• [Task statement]:
Lines from the one containing "For each instance of the medical" through the last line of the data are to be repeated word for word, both ends included.

• [Records for the task]:
------------------------------------------------------------------------

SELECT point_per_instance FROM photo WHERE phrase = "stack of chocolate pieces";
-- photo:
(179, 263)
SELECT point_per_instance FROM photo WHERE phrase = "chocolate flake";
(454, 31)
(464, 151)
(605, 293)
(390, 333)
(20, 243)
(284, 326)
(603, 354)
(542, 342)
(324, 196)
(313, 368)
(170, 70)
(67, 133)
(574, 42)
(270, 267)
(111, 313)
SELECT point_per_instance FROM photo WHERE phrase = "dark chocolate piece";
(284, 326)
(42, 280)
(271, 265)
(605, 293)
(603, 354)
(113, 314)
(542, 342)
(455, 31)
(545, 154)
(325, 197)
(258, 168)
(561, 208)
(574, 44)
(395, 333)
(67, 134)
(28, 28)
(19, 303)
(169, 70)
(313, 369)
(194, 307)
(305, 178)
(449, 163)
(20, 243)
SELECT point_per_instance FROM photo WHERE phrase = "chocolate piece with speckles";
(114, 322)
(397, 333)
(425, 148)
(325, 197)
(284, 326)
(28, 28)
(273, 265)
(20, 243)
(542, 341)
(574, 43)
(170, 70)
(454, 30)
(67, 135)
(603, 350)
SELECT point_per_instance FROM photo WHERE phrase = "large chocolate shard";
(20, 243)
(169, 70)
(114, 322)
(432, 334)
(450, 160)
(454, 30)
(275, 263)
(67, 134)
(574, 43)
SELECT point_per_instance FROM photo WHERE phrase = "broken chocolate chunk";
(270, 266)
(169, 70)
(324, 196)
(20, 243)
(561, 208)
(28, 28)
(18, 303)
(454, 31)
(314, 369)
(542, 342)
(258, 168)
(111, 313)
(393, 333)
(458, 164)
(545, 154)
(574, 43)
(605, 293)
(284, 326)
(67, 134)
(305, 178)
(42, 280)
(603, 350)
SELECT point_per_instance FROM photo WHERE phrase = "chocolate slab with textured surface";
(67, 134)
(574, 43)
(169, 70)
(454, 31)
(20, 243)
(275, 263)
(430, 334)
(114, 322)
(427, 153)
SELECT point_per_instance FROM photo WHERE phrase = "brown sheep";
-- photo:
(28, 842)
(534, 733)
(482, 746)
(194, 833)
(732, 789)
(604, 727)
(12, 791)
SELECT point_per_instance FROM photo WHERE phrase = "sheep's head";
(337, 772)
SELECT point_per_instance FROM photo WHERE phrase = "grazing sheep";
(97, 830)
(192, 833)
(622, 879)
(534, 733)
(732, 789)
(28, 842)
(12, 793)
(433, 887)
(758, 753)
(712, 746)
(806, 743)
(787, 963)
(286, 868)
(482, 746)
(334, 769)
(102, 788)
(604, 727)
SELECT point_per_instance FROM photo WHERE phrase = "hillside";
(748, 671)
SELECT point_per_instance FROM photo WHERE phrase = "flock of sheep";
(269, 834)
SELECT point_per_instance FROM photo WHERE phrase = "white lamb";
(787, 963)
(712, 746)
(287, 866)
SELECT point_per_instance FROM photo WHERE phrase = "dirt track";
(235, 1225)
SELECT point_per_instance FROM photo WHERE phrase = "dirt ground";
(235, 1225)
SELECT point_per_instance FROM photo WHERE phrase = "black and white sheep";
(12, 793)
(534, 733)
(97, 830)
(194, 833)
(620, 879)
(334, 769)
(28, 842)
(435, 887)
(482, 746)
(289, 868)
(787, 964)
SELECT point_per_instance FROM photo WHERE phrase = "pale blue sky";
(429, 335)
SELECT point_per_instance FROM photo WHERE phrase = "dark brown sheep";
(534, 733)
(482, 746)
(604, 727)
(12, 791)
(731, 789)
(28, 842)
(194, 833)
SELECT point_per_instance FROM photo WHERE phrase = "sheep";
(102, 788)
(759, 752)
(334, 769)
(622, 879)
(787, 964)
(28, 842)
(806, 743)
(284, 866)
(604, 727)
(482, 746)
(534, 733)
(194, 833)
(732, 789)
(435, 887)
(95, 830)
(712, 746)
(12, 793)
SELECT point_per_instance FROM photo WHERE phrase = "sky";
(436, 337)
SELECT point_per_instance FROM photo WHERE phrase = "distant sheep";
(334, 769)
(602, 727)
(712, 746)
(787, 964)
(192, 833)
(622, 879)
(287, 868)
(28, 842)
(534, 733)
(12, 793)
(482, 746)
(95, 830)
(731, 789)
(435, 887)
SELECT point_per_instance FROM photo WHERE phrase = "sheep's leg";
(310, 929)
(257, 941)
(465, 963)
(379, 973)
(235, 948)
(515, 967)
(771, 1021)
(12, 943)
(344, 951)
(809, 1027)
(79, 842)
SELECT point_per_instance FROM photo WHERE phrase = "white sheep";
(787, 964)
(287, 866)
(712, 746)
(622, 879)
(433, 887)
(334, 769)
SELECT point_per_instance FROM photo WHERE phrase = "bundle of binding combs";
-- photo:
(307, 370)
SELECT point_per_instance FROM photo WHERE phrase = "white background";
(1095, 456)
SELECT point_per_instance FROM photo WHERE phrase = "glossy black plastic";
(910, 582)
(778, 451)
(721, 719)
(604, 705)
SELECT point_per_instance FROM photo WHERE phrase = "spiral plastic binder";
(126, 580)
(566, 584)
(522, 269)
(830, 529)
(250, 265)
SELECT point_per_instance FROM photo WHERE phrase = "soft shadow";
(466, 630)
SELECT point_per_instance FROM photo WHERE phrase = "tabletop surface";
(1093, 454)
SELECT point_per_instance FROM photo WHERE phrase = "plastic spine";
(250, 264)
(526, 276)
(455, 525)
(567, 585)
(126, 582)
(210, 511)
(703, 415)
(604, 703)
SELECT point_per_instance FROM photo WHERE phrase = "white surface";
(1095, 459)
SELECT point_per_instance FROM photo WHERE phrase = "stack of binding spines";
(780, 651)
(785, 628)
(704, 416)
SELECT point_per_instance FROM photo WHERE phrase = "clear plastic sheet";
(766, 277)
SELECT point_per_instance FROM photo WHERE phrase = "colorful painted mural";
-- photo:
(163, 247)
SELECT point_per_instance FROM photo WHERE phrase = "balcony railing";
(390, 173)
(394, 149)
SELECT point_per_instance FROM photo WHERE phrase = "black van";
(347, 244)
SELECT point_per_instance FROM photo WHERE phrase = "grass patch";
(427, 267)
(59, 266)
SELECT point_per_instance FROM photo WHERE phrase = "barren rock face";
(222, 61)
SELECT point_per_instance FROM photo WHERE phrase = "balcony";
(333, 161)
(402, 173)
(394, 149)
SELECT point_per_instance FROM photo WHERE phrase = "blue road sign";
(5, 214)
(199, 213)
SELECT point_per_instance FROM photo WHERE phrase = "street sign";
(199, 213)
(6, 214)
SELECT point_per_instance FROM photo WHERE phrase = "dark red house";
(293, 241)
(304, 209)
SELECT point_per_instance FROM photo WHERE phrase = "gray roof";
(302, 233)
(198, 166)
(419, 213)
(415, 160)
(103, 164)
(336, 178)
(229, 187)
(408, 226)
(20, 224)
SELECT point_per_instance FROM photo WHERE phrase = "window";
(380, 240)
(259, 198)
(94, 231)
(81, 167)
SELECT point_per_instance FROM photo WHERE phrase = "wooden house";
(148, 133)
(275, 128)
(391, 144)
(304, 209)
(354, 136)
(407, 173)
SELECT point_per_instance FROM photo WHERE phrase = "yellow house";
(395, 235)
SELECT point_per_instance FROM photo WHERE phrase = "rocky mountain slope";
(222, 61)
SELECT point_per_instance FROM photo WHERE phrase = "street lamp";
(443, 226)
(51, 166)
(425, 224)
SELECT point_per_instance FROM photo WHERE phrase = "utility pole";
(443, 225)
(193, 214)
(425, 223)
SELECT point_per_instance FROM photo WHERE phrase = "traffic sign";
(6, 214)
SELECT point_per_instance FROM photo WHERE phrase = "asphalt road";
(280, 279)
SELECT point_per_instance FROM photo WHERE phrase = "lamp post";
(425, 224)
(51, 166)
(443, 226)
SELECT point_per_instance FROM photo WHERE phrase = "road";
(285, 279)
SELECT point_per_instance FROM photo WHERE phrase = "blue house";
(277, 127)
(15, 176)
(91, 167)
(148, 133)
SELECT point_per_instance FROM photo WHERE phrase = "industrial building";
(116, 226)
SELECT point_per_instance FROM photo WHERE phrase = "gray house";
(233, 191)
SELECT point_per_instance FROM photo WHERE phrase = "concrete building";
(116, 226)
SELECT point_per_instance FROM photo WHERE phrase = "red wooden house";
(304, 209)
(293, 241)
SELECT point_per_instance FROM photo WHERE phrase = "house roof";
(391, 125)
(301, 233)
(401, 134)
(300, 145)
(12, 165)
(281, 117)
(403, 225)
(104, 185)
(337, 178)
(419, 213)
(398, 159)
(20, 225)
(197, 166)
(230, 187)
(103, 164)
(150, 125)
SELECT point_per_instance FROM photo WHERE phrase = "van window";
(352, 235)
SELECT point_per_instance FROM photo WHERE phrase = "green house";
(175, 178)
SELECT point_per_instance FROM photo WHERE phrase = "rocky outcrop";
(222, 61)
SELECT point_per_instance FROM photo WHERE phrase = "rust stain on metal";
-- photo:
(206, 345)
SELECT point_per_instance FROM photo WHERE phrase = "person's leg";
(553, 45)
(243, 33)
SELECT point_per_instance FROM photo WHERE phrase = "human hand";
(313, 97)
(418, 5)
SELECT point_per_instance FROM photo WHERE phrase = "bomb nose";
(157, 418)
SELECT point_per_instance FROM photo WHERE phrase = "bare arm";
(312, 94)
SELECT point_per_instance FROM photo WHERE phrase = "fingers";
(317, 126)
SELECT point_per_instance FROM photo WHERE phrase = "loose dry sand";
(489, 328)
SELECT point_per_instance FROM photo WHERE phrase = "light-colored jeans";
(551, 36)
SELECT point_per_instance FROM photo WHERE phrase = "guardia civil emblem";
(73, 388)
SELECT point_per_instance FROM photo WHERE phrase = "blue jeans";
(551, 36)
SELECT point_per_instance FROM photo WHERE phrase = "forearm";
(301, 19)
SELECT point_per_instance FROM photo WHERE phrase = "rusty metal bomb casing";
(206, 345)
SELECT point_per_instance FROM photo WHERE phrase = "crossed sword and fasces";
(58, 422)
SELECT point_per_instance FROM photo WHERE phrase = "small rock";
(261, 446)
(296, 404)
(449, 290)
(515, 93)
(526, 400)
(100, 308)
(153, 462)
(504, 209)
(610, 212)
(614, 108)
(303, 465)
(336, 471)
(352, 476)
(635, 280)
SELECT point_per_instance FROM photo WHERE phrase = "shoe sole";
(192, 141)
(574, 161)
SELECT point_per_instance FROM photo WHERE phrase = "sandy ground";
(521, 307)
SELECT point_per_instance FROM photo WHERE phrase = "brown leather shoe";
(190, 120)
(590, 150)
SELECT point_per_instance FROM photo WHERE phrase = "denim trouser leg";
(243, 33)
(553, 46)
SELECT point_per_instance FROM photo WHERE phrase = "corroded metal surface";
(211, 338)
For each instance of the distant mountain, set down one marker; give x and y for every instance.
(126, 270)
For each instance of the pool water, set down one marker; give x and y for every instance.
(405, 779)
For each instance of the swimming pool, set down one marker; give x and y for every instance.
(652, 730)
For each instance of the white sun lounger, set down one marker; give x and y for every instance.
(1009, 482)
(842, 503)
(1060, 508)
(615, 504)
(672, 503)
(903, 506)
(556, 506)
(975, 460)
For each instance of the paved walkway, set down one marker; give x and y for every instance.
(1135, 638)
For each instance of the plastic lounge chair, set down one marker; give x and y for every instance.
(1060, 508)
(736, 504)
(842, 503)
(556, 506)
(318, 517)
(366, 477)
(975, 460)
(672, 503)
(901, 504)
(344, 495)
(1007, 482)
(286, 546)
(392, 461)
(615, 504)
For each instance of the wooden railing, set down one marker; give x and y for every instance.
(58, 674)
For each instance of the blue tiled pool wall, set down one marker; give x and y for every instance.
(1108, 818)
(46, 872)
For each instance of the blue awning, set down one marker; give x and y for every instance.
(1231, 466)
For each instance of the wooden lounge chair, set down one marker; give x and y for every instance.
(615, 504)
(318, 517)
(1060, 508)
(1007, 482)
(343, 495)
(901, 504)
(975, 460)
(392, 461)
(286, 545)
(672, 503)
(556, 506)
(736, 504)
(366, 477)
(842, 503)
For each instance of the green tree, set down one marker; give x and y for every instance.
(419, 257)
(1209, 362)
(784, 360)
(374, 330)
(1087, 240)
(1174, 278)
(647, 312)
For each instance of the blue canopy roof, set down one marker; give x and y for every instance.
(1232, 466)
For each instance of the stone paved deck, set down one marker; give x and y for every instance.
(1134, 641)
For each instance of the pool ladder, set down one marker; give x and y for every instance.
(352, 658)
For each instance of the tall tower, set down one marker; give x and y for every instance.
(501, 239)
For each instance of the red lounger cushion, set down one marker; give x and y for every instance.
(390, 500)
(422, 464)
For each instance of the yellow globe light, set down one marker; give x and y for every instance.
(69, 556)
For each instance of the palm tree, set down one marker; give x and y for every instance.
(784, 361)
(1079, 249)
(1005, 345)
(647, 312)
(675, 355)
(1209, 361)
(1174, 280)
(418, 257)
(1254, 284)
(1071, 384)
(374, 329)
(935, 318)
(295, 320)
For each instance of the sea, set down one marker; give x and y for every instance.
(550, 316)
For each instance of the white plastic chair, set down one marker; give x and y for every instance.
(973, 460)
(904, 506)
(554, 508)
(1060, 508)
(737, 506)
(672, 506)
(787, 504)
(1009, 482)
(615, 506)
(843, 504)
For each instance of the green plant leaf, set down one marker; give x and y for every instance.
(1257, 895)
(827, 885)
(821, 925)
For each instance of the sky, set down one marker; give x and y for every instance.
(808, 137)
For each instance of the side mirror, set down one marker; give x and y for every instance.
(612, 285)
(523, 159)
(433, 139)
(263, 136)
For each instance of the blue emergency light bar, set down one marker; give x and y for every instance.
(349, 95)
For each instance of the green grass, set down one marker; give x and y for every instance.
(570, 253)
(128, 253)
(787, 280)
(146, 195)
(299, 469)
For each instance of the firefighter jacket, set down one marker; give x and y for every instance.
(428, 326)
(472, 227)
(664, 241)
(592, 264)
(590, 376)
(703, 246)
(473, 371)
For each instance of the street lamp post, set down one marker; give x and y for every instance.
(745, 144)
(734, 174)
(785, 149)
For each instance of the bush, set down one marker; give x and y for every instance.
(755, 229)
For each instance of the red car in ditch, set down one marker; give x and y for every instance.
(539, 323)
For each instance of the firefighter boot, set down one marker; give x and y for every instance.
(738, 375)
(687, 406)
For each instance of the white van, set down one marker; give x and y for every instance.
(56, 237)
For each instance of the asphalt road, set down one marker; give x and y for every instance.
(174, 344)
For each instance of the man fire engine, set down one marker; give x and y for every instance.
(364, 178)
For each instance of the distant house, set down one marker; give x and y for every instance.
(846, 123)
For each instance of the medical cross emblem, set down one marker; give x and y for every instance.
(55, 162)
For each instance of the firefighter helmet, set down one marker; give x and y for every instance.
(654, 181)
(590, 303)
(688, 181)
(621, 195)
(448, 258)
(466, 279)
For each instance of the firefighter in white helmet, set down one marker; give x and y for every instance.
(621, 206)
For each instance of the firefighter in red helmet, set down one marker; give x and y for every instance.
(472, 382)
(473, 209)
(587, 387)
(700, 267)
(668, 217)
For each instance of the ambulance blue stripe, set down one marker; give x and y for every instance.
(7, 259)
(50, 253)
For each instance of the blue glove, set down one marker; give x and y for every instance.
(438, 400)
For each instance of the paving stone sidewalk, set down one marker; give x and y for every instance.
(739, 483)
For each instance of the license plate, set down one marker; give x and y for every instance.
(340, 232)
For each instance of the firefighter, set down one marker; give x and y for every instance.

------------------------------------------------------------------------

• [Expected output]:
For each instance of the medical cross emblem, set down one marker; give x and y for every instance.
(55, 162)
For each instance of the firefighter helmet, set down one marker; give x and y for every instance.
(654, 181)
(590, 303)
(688, 181)
(621, 195)
(448, 258)
(466, 279)
For each instance of the firefighter in white helmet, set down one marker; give x and y for every instance.
(621, 206)
For each instance of the firefighter in red helmet, set down one marker; give x and y for every instance.
(472, 382)
(473, 209)
(587, 387)
(700, 267)
(668, 217)
For each instance of the ambulance blue stripe, set down one marker; give x and y for every instance.
(7, 259)
(50, 253)
For each instance of the blue glove, set down one marker; give x and y for every instance.
(438, 400)
For each instance of the paving stone sidewalk, set down one marker; give x and y for every instance.
(739, 483)
For each instance of the license plate, set down one marker; give x and y for every instance.
(340, 232)
For each instance of the firefighter, set down one marker; give x and y for every instance.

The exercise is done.